**What you will do:** Format the data below as a numbered list and leave out any blank lines.
- - -
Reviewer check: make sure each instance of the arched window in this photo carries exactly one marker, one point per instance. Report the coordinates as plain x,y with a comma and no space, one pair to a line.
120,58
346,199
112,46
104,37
- - -
**Response to this task:**
1. Reviewer check: make sure each instance of the arched window in this photo carries exactly one marker, one point per instance. Report the coordinates as plain x,y with a comma and no space, one pair to a line.
2. 120,58
3. 346,199
4. 112,46
5. 104,37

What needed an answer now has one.